--- Request ---
Continue the commentary on the Supreme Court's Carson v. Makin decision, picking up after its last sentence.

--- Source extract ---
------------------------
Mark Joseph Stern wrote recently in Slate about the dangers embedded in the Supreme Court’s Carson v. Makin decision. In this decision, the Supreme Court ruled that the state of Maine was compelled to pay tuition at religious schools because it paid tuition at some other private schools. Stern warns that the Supreme Court is very likely to extend this concept to every state that underwrites nonsectarian private schools. The Court’s zeal for religious schools is not going to end in Maine. Please open the link and read the entire article. Make no mistake: This Supreme Court is determined to abolish any separation between church and state and to require every state to pay for religious education. So you don’t want your tax dollars to underwrite a school that would not admit your own children or grandchildren; too bad. So you don’t want to pay for Madrassas, yeshivas, or schools that teach racial hatred? Too bad.

The Republican majority on the Supreme Court claims it is dedicated to the principles of the Original Constitution, as written. They say they are Constitutional fundamentalists. This decision demonstrates how phony their “Originalism” is. The Founding Fathers were very explicit in their desire to separate religion from the state. This Court is not dedicated to the Constitution or its principles. If it were, it would never have written this decision.

He writes:

The Supreme Court’s conservative supermajority effectively declared on Tuesday that the separation of church and state—a principle enshrined in the Constitution—is, itself, unconstitutional. Its 6–3 decision in Carson v. Makin requires Maine to give public money to private religious schools, steamrolling decades of precedent in a race to compel state funding of religion. Carson is radical enough on its own, but the implications of the ruling are even more frightening: As Justice Stephen Breyer noted in dissent, it has the potential to dismantle secular public education in the United States.
------------------------
--- Material ---
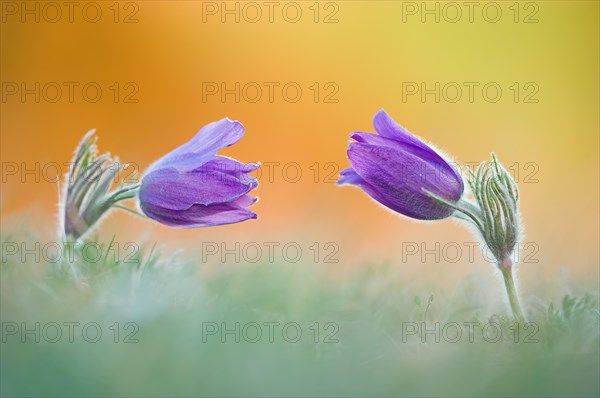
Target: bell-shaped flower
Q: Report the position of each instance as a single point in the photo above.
(193, 187)
(401, 172)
------------------------
--- Answer to this problem ---
Carson challenges Maine’s effort to provide quality civic education to every child in the state. The government created a tuition assistance program to help families who live in remote, sparsely populated regions without any public schools. Under the program, parents can send their kids to certain private schools, and the state covers the cost of tuition. To qualify, these schools must give students a secular education. They may be affiliated with, or even run by, a religious organization. But their actual curricula must align with secular state standards.

Two families challenged this limitation, arguing that it violated the First Amendment’s free exercise clause. Just two decades ago, this claim would’ve been laughed out of court: SCOTUS only permitted states to subsidize religious schools in 2002; at the time, it would’ve been absurd to say that states have a constitutional obligation to subsidize them. Beginning in 2017, the court began to assert that states may not exclude religious schools from public benefits that are available to their secular counterparts. And in 2020, the conservative justices forced states to subsidize religious schools once they began subsidizing secular private education.

Tuesday’s decision in Carson takes this radical theory to a new extreme, ordering Maine to extend public education funds to religious indoctrination.

The upshot of Chief Justice John Roberts’ opinion for the court is that states have no compelling interest in providing public, secular education to children. Indeed, Roberts suggests that the very concept of secular schooling is a smokescreen for “discrimination against religion”—a pretext for unconstitutional animus toward pious Americans. His opinion reaches far beyond Maine. About 37 states have amendments to their constitutions that bar government funding of religious institutions, including schools. Carson essentially invalidates those laws while undermining the broader constitutional basis for the nation’s public school system.

Roberts reached this astonishing result by overruling broad swaths of precedent respecting states’ authority to separate church and state more strictly than the U.S. Constitution requires. The court previously upheld states’ interest in avoiding the “establishment” of religion by refusing to underwrite the indoctrination of students into a particular faith. No longer. Roberts condemned Maine’s efforts to guard against religious establishment as nothing more than “discrimination against religion”—an effort to “exclude some members of the community” from public benefits “because of their religious exercise.” He also overruled a line of cases that let the government withhold funding on the basis of religious use (like indoctrination) but not religious status (like affiliation with a church). That distinction, he wrote, “lacks a meaningful application not only in theory, but in practice as well,” tossing it in the precedential dumpster.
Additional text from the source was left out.